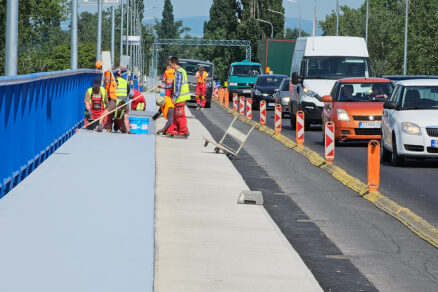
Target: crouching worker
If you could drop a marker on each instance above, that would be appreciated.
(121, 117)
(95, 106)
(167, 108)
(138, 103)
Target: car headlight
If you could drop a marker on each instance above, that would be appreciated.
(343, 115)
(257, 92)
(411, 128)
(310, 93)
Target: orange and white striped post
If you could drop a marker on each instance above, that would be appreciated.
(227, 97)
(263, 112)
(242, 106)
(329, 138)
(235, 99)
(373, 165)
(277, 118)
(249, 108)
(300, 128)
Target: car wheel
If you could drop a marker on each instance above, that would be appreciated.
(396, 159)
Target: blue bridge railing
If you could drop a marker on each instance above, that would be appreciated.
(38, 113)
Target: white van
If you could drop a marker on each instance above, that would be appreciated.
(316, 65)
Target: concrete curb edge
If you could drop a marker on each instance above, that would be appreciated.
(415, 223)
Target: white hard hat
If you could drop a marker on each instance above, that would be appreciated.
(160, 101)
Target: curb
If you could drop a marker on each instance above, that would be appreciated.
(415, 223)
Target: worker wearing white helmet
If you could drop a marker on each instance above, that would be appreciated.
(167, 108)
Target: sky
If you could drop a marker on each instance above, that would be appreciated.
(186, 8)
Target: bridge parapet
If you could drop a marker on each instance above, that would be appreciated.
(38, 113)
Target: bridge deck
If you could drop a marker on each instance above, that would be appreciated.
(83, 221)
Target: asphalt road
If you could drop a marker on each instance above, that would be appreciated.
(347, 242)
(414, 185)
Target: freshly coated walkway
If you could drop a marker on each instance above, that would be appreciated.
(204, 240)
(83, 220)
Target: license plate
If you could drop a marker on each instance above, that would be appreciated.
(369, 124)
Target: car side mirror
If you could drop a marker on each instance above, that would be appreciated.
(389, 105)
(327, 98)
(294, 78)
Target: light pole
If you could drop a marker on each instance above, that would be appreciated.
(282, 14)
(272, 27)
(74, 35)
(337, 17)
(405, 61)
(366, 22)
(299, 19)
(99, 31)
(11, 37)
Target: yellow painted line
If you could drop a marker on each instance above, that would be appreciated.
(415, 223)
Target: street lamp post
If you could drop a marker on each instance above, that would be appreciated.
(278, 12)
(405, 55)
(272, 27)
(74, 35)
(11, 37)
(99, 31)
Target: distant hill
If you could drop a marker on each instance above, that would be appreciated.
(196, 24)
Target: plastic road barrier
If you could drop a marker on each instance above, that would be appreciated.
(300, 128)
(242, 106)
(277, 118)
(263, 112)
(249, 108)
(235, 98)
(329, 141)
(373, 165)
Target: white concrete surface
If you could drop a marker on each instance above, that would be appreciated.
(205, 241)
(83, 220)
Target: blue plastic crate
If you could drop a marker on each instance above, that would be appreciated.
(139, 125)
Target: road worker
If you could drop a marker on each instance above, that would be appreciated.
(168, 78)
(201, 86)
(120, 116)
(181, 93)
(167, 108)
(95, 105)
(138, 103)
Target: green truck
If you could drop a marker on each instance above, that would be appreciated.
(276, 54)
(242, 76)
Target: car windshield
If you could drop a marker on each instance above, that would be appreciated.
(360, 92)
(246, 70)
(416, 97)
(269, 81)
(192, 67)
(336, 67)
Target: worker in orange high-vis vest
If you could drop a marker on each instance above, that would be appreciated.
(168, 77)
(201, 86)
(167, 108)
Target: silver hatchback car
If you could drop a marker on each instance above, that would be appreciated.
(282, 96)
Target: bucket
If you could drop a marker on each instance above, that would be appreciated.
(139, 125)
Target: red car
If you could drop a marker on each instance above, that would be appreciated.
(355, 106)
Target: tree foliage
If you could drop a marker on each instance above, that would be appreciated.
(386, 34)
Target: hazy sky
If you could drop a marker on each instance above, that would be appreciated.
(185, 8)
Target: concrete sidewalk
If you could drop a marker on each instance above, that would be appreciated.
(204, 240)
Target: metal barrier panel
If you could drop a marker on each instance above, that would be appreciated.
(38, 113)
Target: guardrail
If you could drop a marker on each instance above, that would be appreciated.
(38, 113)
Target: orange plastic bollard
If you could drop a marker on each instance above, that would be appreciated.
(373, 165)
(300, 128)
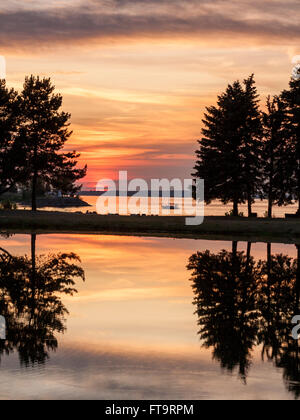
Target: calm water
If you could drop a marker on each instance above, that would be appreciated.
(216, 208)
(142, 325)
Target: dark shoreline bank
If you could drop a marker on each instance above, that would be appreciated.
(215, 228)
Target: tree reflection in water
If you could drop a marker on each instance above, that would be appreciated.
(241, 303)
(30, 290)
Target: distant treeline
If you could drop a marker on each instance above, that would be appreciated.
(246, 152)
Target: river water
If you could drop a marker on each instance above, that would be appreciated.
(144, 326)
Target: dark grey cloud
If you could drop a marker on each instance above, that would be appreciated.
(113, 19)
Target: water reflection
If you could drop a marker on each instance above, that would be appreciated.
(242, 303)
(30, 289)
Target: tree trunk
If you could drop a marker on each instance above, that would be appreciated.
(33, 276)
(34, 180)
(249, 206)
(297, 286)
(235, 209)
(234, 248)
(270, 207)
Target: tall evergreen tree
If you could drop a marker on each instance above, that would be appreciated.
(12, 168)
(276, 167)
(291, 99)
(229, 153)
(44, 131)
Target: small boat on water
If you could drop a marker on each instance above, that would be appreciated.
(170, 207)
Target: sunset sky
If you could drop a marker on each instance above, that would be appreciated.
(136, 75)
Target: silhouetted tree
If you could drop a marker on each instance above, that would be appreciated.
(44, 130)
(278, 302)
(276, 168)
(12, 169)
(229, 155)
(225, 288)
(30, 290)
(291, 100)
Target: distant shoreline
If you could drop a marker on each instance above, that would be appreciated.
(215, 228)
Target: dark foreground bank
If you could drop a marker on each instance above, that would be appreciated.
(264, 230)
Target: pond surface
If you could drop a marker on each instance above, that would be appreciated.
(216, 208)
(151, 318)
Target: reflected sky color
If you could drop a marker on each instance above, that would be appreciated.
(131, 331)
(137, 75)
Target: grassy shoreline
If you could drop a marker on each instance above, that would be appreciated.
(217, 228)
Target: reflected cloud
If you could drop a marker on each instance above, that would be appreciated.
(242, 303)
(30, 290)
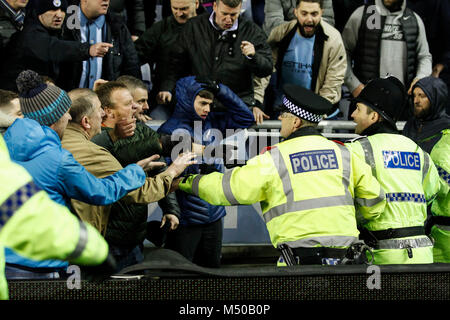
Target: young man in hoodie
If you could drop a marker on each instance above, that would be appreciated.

# Activity:
What lines in the entries above hold "road"? Copy every one.

# Answer space:
Target: asphalt road
Target: plastic road barrier
Target: road worker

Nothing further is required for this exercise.